— Aim of the exercise —
Restate all of the data exactly.
--
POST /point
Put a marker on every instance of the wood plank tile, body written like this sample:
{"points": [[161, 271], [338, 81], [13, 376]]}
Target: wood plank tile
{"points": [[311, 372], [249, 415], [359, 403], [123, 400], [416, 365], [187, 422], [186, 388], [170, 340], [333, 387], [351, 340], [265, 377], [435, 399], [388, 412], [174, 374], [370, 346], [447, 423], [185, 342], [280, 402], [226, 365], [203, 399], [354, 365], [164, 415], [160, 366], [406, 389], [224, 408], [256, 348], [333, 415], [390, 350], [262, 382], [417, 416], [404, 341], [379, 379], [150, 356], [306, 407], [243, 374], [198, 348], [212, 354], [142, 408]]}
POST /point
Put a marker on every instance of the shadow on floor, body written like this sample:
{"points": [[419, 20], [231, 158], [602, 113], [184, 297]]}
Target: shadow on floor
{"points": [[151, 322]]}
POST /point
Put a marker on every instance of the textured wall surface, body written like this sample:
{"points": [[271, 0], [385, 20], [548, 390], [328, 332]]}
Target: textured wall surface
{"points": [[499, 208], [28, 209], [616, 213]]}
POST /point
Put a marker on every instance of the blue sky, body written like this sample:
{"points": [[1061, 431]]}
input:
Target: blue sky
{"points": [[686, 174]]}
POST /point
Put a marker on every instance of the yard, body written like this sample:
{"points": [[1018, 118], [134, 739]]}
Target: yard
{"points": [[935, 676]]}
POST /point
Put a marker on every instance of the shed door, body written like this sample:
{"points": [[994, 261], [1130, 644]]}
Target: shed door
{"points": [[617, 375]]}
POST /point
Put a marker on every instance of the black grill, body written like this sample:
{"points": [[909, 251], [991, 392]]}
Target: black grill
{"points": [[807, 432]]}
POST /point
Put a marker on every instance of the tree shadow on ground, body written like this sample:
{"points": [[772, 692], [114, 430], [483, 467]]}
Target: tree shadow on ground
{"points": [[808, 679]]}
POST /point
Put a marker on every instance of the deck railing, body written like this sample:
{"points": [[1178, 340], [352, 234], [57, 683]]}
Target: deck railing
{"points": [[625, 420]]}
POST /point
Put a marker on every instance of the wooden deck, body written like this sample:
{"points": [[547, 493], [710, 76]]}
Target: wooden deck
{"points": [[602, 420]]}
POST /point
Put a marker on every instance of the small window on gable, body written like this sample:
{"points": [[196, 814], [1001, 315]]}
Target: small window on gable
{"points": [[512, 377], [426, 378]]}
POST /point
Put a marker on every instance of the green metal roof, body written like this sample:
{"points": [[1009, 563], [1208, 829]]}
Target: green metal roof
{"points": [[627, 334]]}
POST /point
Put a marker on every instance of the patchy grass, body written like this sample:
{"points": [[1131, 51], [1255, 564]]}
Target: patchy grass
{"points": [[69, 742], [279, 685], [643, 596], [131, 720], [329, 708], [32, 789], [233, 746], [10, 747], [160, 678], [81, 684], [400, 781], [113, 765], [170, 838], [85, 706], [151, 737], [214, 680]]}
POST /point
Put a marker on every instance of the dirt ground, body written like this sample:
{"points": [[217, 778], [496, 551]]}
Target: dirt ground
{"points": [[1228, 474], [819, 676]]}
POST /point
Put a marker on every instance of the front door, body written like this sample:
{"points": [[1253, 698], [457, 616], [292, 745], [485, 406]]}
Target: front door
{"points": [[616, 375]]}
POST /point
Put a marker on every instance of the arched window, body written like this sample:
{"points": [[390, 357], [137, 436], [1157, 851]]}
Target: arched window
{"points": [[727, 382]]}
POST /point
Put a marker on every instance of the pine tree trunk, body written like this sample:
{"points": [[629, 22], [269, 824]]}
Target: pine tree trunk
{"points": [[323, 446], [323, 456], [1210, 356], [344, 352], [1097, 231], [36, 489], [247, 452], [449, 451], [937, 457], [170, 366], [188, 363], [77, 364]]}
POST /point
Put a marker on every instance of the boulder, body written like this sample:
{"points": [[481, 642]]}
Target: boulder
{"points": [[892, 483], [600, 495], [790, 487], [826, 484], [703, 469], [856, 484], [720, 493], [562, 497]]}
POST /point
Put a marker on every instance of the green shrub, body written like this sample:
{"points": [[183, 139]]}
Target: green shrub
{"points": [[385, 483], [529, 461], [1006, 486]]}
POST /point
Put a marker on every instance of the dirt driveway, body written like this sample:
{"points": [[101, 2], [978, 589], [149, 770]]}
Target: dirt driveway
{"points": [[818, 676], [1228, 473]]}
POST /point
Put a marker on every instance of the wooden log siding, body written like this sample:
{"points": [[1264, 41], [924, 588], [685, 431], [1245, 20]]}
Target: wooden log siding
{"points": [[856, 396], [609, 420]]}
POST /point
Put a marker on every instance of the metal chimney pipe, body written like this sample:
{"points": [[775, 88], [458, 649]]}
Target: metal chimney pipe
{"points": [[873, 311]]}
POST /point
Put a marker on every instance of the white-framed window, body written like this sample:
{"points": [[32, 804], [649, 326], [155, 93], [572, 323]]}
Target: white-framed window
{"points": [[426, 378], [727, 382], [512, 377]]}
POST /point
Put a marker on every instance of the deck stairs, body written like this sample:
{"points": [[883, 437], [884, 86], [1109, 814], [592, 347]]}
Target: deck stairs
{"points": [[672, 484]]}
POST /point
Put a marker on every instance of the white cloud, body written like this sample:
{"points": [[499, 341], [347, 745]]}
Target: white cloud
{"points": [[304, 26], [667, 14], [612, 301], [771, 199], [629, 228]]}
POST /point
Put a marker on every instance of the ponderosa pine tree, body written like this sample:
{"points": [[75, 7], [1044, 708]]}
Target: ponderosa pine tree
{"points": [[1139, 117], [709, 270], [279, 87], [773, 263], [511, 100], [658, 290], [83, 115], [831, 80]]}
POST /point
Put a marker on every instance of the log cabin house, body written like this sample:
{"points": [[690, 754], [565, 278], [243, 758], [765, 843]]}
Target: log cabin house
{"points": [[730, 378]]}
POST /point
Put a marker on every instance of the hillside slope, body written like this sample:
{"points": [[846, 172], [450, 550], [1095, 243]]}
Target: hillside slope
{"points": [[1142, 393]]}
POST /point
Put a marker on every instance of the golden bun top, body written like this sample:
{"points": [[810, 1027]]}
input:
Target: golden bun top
--
— Full solution —
POST /point
Put a marker on every instance of the wood plank tile, body written like this sample:
{"points": [[161, 271], [338, 81], [13, 376]]}
Target: wood plank tile
{"points": [[311, 372], [249, 415], [359, 403], [123, 400], [416, 365], [187, 422], [186, 388], [170, 340], [333, 387], [351, 340], [265, 377], [435, 399], [388, 412], [174, 374], [370, 346], [447, 423], [185, 342], [280, 402], [226, 365], [203, 399], [354, 365], [164, 415], [160, 366], [406, 389], [224, 408], [256, 348], [333, 415], [390, 350], [262, 382], [417, 416], [404, 341], [379, 379], [150, 356], [306, 407], [243, 374], [198, 348], [212, 354], [142, 408]]}
POST /point
Put a marker on every instance of the shadow on floor, body written like this sample:
{"points": [[419, 20], [231, 158], [602, 113], [184, 297]]}
Target: shadow on floor
{"points": [[151, 322]]}
POST /point
Put a marker on every instance of the textured wall surface, body written like this sample:
{"points": [[271, 0], [385, 20], [548, 390], [328, 332]]}
Target: textured wall surface
{"points": [[499, 208], [28, 209], [616, 213]]}
POST /point
Put a marker on every instance of the blue sky, body written like this sample:
{"points": [[1061, 431]]}
input:
Target: blue sky
{"points": [[686, 174]]}
POST /point
Put a marker on every instance of the yard, body written like this sample:
{"points": [[1018, 118], [134, 739]]}
Target: yard
{"points": [[935, 676]]}
POST /point
Put a marker on every instance of the shed door, body written like this sample:
{"points": [[994, 261], [1130, 644]]}
Target: shed door
{"points": [[617, 375]]}
POST /point
Put a marker on every instance of the black grill, body written like this sample:
{"points": [[909, 251], [991, 392]]}
Target: black grill
{"points": [[807, 432]]}
POST /point
Put a marker on every instance of the tree shadow on ground, body written like this sample:
{"points": [[772, 692], [114, 430], [483, 467]]}
Target: tree shadow on ground
{"points": [[808, 679]]}
POST /point
Put a marker on every instance of the deck railing, body written like this sample:
{"points": [[1178, 340], [352, 234], [57, 683]]}
Target: deck railing
{"points": [[625, 420]]}
POST /point
Put a marker on every instance of the wooden deck, body written like this sample:
{"points": [[547, 493], [710, 76]]}
Target: wooden deck
{"points": [[602, 420]]}
POST /point
Put a marker on every instance of the small window on gable, body written like this sample:
{"points": [[196, 814], [1001, 315]]}
Target: small window on gable
{"points": [[512, 377], [426, 378]]}
POST /point
Put a marker on every instance of the green metal roof, body written like this sample:
{"points": [[1009, 563], [1208, 829]]}
Target: green metal roof
{"points": [[627, 334]]}
POST /point
Put a marker on every instance of the patchy grass, body written like this sample:
{"points": [[1131, 51], [1255, 564]]}
Target: patchy grass
{"points": [[69, 742], [279, 685], [643, 596], [131, 720], [329, 708], [32, 789], [233, 746], [10, 747], [160, 678], [81, 684], [400, 781], [113, 765], [170, 838], [85, 706], [151, 737], [214, 680]]}
POST /point
Put a marker on every instance of the dirt ground, body written like this sample:
{"points": [[217, 778], [496, 551]]}
Target: dirt ground
{"points": [[1228, 474], [819, 676]]}
POST /point
Put a marker on every instance of the front door, body written like this sample:
{"points": [[1253, 698], [457, 616], [292, 745], [485, 406]]}
Target: front door
{"points": [[616, 375]]}
POST /point
Put a marker on every instance of the arched window, body written like this sample:
{"points": [[390, 357], [137, 436], [1157, 851]]}
Target: arched window
{"points": [[727, 382]]}
POST /point
Put a marker on every instance of the pine tree trunk, body written like this sample:
{"points": [[629, 22], [269, 824]]}
Target: pine tree trunk
{"points": [[323, 446], [323, 456], [1210, 356], [344, 352], [1097, 231], [36, 489], [247, 452], [449, 451], [937, 457], [170, 366], [188, 363], [77, 364]]}
POST /point
Put a marker on every instance of the boulder, body written like this sample:
{"points": [[481, 642]]}
Target: boulder
{"points": [[892, 483], [600, 495], [790, 487], [826, 484], [703, 469], [856, 484], [720, 493], [562, 497]]}
POST /point
Put a marker on every instance of the green shrub, body written like this sample:
{"points": [[183, 139]]}
Target: green shrub
{"points": [[385, 483], [529, 461], [1006, 486]]}
POST /point
Put a marker on every instance of the dirt driveway, body written like this sample:
{"points": [[101, 2], [978, 589], [149, 770]]}
Target: dirt driveway
{"points": [[818, 676], [1228, 473]]}
POST /point
Put a marker on every instance of the wooden log siding, body written like this sample:
{"points": [[1264, 41], [924, 588], [685, 431], [1245, 20]]}
Target: wooden log siding
{"points": [[856, 396], [609, 420]]}
POST /point
Put a marker on every instance of the metal chimney pipe, body written like this sample:
{"points": [[775, 88], [458, 649]]}
Target: metal chimney pipe
{"points": [[873, 311]]}
POST /point
Put a marker on every instance of the white-framed window, body written like this sample:
{"points": [[32, 804], [649, 326], [155, 93], [572, 323]]}
Target: white-framed window
{"points": [[426, 378], [727, 382], [512, 377]]}
POST /point
Put a marker on every instance of the deck stairs, body written like this sample:
{"points": [[883, 437], [884, 86], [1109, 814], [592, 347]]}
Target: deck stairs
{"points": [[672, 484]]}
POST /point
Put a marker on every instance of the white cloud, body written like this sample:
{"points": [[499, 341], [347, 745]]}
Target: white cloud
{"points": [[304, 26], [667, 14], [612, 301], [771, 199], [629, 228]]}
POST /point
Put a marker on every instance of the ponderosa pine tree, body written like this sample:
{"points": [[75, 7], [1044, 708]]}
Target: ponderosa pine tree
{"points": [[1139, 117], [709, 270], [279, 87], [773, 263], [511, 100], [658, 290], [83, 115], [831, 80]]}
POST /point
Put a marker on every instance of the log cabin house, body written like this sample:
{"points": [[690, 754], [565, 278], [243, 758], [765, 843]]}
Target: log cabin house
{"points": [[730, 378]]}
POST /point
Put a marker on every instance of the hillside slope, body written like this sample:
{"points": [[846, 172], [450, 550], [1095, 243]]}
Target: hillside slope
{"points": [[1142, 393]]}
POST /point
Put a marker on every instance of the golden bun top, body written like this sample:
{"points": [[810, 1027]]}
input:
Target: golden bun top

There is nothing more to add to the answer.